Задание 1:
Перескажите короче абзац фрагмента о ночном воздушном бое, который начинается словами «На следующую ночь мы с тоской», сохранив главные факты.

На следующую ночь мы с тоской глядели в прекрасное, расцвеченное звездами ночное небо Испании и ожидали появления вражеских самолетов. Мы лежали без сна, а над нами тяжело гудел и завывал вражеский бомбардировщик. Но что это? К его гудению вдруг прибавился какой-то новый звук. Показалось? Нет, в воздухе явно появился еще самолет. Звук его мотора был тоньше. Он мог исходить только от истребителя. Мы вскочили и стали всматриваться в темное небо, пытаясь хоть что-нибудь разглядеть. Вдруг гул моторов прорезали пулеметные очереди. Через несколько секунд горящий самолет прочертил в воздухе огненную дугу. Это был фашистский бомбардировщик. Мы не верили своим глазам. Вести бой ночью, вслепую, и сбить врага — вот это класс!
Очень скоро мы узнали, что «юнкере» был сбит советским летчиком Михаилом Якушиным. С тех пор на Мадридском фронте фашисты ночью летать опасались.

Исходные данные:
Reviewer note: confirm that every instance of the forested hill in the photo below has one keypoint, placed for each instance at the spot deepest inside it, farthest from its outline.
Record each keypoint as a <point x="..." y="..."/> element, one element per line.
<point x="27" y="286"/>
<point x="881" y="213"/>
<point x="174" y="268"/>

Задание 2:
Оформите все строки записей нумерованным списком, пропустив пустые строки.

Готовое решение 1:
Следующей ночью мы не спали и ждали вражеских самолетов, а над нами гудел бомбардировщик. Вдруг к его гулу добавился более тонкий звук мотора, какой мог быть только у истребителя. Мы вскочили и стали вглядываться в темное небо. Раздались пулеметные очереди, и через несколько секунд горящий фашистский бомбардировщик прочертил в воздухе огненную дугу. Мы не верили своим глазам: сбить врага ночью, вслепую — вот это класс!

Готовое решение 2:
1. Reviewer note: confirm that every instance of the forested hill in the photo below has one keypoint, placed for each instance at the spot deepest inside it, farthest from its outline.
2. Record each keypoint as a <point x="..." y="..."/> element, one element per line.
3. <point x="27" y="286"/>
4. <point x="881" y="213"/>
5. <point x="174" y="268"/>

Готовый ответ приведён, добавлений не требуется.